— Supplied passage —
Vladimir Beketov (Russian: Владимир Андреевич Бекетов; born 3 March 1949) is a Russian politician who served as a senator from the Legislative Assembly of Krasnodar Krai from 2017 to 2022.

Vladimir Beketov is under personal sanctions introduced by the European Union, the United Kingdom, the USA, Canada, Switzerland, Australia, Ukraine, New Zealand, for ratifying the decisions of the "Treaty of Friendship, Cooperation and Mutual Assistance between the Russian Federation and the Donetsk People's Republic and between the Russian Federation and the Luhansk People's Republic" and providing political and economic support for Russia's annexation of Ukrainian territories.

— Extracted data —
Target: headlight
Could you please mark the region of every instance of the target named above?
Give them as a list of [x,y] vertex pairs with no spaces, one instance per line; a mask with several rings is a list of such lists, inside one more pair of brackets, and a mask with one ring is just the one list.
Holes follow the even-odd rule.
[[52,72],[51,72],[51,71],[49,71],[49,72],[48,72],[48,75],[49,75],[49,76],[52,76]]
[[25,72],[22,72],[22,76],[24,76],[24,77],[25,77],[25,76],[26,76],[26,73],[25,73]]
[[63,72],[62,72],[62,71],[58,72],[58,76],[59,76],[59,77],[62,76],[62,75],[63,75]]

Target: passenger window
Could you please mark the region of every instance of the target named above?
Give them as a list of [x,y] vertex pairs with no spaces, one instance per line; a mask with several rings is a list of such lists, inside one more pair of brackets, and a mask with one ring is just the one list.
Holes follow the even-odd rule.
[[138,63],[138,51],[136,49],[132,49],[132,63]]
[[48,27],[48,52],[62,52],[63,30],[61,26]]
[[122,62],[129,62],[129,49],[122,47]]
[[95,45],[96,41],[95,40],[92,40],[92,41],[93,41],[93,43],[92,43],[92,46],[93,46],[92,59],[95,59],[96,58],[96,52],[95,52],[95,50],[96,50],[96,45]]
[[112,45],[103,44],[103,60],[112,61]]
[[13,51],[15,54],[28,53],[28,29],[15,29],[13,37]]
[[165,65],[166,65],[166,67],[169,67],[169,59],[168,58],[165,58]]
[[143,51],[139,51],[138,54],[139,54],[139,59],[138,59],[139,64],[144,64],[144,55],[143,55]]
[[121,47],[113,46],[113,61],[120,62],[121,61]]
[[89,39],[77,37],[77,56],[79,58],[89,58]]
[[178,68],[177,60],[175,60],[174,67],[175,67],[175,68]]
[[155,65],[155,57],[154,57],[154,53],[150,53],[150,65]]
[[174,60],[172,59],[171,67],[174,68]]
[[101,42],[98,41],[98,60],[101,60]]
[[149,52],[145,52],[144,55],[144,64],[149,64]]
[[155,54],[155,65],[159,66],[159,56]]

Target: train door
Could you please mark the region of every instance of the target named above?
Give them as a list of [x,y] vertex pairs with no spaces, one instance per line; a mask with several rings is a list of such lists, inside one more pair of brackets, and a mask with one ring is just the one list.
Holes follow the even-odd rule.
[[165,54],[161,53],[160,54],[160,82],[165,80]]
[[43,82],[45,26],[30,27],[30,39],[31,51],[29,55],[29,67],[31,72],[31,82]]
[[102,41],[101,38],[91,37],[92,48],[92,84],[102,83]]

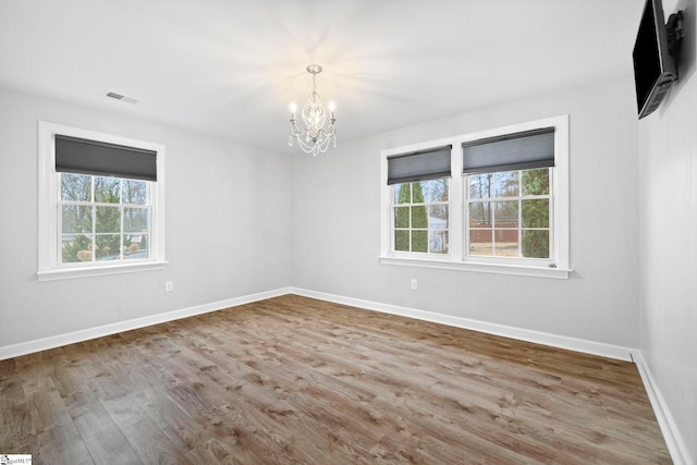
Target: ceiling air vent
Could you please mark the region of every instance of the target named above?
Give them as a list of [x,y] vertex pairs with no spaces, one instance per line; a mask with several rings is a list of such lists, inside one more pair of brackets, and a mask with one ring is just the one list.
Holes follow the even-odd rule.
[[137,103],[138,99],[133,97],[126,97],[117,93],[107,93],[107,97],[115,98],[117,100],[125,101],[127,103]]

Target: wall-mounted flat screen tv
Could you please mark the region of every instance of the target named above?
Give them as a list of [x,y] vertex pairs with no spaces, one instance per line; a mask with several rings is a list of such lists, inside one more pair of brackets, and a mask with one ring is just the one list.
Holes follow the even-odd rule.
[[651,114],[677,79],[661,0],[646,0],[634,44],[634,79],[639,119]]

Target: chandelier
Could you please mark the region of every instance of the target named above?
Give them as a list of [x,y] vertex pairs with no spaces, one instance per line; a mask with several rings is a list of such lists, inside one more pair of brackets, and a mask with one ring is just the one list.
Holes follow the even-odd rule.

— Problem set —
a: For each statement, say yes or no according to the Beketov passage, and quote the words that decide it.
(i) Beketov was born in 1949.
(ii) Beketov's term as senator lasted until 2024.
(iii) Canada is among those that introduced personal sanctions against Beketov.
b: Answer these questions using the Beketov passage.
(i) Which body did Beketov represent as a senator?
(ii) Besides the Donetsk People's Republic, which republic is named in the treaty title?
c: From the Beketov passage, extract the section between "Vladimir Beketov is" and "of Ukrainian territories.", inclusive.

— Answers in order —
a:
(i) Yes: "born 3 March 1949"
(ii) No: "from 2017 to 2022"
(iii) Yes: "the European Union, the United Kingdom, the USA, Canada, Switzerland, Australia, Ukraine, New Zealand"

b:
(i) The Legislative Assembly of Krasnodar Krai.
(ii) The Luhansk People's Republic.

c:
Vladimir Beketov is under personal sanctions introduced by the European Union, the United Kingdom, the USA, Canada, Switzerland, Australia, Ukraine, New Zealand, for ratifying the decisions of the "Treaty of Friendship, Cooperation and Mutual Assistance between the Russian Federation and the Donetsk People's Republic and between the Russian Federation and the Luhansk People's Republic" and providing political and economic support for Russia's annexation of Ukrainian territories.